● **REQUIRED WORK**:
Find the line containing "query: the noun phrase to segment: dried", then output it and every line after it through the end of the listing below, exactly as written.

:::

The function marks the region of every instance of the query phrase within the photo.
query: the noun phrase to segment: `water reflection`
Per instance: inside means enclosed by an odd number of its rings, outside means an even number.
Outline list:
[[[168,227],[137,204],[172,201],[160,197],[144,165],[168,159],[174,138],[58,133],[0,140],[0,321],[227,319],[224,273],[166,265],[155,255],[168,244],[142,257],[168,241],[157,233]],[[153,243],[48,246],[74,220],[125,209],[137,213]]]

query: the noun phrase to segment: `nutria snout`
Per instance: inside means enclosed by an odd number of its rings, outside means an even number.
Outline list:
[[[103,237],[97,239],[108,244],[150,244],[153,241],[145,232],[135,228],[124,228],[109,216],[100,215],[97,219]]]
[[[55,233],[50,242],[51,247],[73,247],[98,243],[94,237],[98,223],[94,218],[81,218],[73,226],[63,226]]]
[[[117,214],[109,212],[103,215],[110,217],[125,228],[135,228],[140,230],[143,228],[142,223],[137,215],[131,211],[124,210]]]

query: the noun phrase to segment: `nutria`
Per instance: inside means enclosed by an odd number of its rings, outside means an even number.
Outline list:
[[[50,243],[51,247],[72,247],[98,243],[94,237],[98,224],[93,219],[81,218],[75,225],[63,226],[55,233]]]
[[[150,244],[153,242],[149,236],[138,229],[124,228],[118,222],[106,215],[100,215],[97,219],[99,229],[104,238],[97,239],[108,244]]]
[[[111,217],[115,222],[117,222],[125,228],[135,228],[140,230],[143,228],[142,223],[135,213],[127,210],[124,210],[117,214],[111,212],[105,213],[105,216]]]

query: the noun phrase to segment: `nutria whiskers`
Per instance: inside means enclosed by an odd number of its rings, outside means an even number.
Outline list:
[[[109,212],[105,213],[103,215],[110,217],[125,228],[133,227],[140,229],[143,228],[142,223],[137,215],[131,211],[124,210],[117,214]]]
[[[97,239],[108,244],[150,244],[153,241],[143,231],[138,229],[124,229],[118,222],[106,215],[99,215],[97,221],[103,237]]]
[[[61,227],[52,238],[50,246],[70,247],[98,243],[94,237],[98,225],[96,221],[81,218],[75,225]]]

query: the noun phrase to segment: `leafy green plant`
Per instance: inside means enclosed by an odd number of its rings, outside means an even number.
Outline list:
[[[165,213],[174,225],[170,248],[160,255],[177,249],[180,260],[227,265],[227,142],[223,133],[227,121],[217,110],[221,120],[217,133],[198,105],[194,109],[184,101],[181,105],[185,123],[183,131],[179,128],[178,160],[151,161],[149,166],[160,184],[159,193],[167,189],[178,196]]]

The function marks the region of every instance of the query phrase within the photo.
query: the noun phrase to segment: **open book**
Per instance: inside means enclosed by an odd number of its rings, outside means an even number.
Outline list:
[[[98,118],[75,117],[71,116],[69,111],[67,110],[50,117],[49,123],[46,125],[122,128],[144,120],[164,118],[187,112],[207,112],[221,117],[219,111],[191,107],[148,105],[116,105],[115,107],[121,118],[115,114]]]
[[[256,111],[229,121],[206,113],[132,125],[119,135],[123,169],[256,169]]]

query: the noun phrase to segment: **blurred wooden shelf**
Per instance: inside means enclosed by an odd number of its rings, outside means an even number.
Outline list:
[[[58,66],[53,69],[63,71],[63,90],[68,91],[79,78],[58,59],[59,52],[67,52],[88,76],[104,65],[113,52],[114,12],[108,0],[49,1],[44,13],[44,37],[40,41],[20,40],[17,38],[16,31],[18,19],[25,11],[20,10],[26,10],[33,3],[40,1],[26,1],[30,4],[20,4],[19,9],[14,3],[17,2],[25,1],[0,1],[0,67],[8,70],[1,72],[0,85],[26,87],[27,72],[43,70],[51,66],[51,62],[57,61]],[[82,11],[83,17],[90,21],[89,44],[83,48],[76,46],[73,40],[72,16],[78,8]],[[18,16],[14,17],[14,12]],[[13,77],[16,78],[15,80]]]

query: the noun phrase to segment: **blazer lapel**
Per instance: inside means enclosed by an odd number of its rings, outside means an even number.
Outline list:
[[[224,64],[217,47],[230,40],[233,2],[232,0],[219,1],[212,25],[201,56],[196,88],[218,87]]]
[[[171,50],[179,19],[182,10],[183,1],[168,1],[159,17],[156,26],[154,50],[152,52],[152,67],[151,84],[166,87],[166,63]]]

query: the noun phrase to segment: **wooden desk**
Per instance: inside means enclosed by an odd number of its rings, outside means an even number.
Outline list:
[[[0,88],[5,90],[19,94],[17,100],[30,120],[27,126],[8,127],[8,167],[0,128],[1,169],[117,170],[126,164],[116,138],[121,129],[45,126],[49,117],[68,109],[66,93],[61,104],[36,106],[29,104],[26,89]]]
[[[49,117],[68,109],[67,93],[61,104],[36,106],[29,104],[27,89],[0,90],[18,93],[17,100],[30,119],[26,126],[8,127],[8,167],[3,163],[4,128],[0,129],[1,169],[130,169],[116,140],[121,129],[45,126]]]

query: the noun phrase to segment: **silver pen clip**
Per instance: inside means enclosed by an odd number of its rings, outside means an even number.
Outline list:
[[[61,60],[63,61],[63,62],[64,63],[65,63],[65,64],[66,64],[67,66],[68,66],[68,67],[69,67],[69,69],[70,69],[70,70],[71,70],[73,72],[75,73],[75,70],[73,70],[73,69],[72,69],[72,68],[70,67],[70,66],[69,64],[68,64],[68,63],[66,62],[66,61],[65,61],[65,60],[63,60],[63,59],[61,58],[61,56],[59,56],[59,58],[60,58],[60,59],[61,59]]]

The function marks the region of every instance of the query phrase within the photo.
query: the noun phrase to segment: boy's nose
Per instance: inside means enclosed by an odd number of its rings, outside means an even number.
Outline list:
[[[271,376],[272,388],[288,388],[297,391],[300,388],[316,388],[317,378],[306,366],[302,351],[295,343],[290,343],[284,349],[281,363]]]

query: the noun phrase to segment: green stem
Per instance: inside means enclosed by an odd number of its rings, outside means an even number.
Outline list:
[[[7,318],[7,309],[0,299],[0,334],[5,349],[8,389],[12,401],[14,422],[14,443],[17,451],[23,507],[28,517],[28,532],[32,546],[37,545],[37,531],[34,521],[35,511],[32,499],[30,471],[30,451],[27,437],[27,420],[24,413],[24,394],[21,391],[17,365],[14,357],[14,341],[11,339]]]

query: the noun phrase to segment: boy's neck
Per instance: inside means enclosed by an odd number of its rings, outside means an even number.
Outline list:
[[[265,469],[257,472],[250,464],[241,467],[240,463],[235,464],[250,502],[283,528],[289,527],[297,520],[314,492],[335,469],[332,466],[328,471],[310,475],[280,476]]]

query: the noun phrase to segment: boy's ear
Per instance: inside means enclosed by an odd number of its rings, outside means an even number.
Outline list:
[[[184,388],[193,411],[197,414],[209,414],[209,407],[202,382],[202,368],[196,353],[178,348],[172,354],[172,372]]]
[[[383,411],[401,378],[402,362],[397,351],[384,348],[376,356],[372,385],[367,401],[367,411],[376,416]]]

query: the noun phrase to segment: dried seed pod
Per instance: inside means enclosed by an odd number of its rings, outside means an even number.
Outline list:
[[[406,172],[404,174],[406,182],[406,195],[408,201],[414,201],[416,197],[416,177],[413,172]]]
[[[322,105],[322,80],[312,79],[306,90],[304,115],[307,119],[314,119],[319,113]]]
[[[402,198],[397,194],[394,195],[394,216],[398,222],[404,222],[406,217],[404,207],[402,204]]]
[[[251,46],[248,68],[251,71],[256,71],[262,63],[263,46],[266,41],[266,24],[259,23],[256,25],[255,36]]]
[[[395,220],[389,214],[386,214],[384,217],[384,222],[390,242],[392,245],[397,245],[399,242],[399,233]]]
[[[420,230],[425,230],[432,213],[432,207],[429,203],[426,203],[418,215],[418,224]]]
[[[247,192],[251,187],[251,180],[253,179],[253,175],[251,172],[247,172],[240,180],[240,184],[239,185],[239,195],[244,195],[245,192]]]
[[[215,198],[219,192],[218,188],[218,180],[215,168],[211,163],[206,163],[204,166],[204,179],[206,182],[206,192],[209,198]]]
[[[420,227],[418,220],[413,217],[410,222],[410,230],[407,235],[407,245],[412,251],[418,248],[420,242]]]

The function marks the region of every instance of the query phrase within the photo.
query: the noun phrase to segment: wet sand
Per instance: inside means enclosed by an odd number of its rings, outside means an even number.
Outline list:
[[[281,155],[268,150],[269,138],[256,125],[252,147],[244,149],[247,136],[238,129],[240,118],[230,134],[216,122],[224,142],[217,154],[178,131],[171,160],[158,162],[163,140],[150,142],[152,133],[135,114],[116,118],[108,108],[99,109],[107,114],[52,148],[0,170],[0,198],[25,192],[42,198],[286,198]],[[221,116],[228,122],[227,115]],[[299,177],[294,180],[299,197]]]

:::

● **RESPONSE BELOW**:
query: the noun phrase to segment: dried seed pod
Per instance: inside means enclosed by an odd number of its rings, outside means an even number.
Outline list:
[[[406,172],[404,174],[406,182],[406,195],[408,201],[414,201],[416,197],[416,177],[413,172]]]
[[[322,105],[322,80],[312,79],[306,90],[304,115],[307,119],[314,119],[319,113]]]
[[[402,198],[397,194],[394,195],[394,216],[398,222],[404,222],[406,217],[404,207],[402,204]]]
[[[251,46],[248,68],[251,71],[256,71],[262,63],[263,46],[266,41],[266,24],[259,23],[256,25],[255,36]]]
[[[395,220],[389,214],[386,214],[384,217],[384,222],[390,242],[392,245],[397,245],[399,242],[399,233]]]
[[[420,230],[425,230],[432,213],[432,207],[429,203],[426,203],[418,215],[418,224]]]
[[[247,192],[251,187],[251,180],[253,179],[253,175],[251,172],[247,172],[240,180],[240,184],[239,185],[239,195],[244,195],[245,192]]]
[[[215,198],[219,192],[218,188],[218,180],[215,168],[211,163],[206,163],[204,166],[204,179],[206,182],[206,192],[209,198]]]
[[[420,227],[418,220],[413,217],[410,222],[410,230],[407,235],[407,245],[412,251],[418,248],[420,242]]]

The function marks the region of every instance of the query phrase within the photo.
query: the noun phrase to segment: wet sand
Per instance: inside means enclosed by an odd number of its rings, outside means an even number.
Outline list:
[[[281,155],[268,150],[269,138],[256,125],[252,147],[244,149],[247,136],[238,129],[240,118],[230,134],[216,122],[224,142],[217,154],[178,131],[171,160],[158,162],[163,140],[150,142],[152,133],[135,114],[116,118],[108,108],[99,109],[107,114],[52,148],[0,170],[0,198],[25,192],[42,198],[286,198]],[[221,116],[228,122],[227,115]],[[299,177],[294,180],[299,197]]]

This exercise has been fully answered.